● **WHAT YOU NEED TO DO**
Scan each line of the records for the word "soup" and extract the ones that have it.

● **Records from a data source**
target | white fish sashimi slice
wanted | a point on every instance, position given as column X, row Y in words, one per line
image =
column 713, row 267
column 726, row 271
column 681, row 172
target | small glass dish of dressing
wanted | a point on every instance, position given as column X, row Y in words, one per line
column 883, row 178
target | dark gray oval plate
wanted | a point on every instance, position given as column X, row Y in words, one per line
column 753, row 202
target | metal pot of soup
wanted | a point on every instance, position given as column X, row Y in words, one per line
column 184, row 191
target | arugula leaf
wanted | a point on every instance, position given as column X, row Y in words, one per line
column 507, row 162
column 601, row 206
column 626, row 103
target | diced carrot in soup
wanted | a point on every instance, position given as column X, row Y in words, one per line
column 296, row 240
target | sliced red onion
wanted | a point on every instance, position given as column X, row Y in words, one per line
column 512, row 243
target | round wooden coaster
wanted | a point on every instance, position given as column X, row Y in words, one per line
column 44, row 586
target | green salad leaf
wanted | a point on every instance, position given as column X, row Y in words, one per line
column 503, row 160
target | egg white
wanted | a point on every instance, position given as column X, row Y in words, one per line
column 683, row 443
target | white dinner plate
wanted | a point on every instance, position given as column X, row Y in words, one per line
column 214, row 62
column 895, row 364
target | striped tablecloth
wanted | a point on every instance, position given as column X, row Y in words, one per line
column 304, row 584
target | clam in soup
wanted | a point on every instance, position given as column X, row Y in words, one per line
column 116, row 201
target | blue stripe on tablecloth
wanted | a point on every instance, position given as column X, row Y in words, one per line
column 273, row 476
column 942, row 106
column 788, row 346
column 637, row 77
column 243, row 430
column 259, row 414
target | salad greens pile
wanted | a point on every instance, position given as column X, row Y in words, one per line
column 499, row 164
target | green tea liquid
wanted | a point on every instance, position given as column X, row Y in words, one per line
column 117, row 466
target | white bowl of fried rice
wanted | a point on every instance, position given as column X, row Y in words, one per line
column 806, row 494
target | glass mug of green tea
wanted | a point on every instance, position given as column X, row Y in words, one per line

● **REPLY TO THE EXERCISE**
target | metal pot of soup
target | diced carrot in soup
target | clam in soup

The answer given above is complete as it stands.